#### [Written instruction]
How many lines in the records below contain the word "head"? Reply with the number alone.

- - -

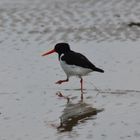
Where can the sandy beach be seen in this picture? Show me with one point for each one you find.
(107, 32)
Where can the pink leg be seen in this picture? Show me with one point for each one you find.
(81, 81)
(61, 95)
(61, 81)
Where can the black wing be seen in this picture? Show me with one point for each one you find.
(74, 58)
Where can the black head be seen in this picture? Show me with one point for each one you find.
(62, 48)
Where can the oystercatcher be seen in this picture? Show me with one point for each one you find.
(73, 63)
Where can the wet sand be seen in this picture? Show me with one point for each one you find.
(29, 106)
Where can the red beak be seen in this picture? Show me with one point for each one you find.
(49, 52)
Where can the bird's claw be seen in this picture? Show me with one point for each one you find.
(59, 82)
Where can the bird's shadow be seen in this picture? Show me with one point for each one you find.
(75, 112)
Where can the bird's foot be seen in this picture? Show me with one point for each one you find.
(61, 81)
(59, 94)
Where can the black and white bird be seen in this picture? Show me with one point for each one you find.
(73, 63)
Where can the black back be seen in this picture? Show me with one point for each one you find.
(74, 58)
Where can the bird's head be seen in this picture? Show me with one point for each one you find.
(59, 48)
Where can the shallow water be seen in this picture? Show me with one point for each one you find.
(29, 106)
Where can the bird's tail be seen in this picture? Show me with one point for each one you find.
(98, 70)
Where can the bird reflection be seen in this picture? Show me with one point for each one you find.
(74, 112)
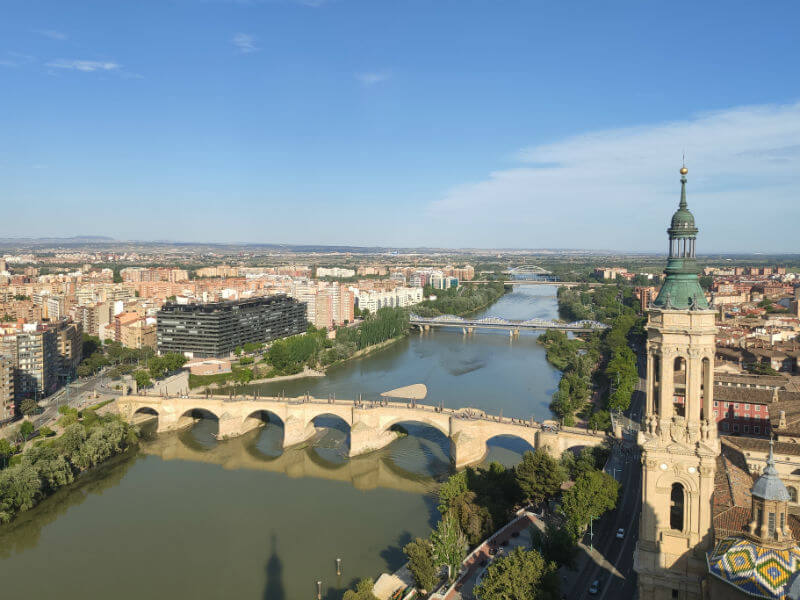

- - -

#### [Solution]
2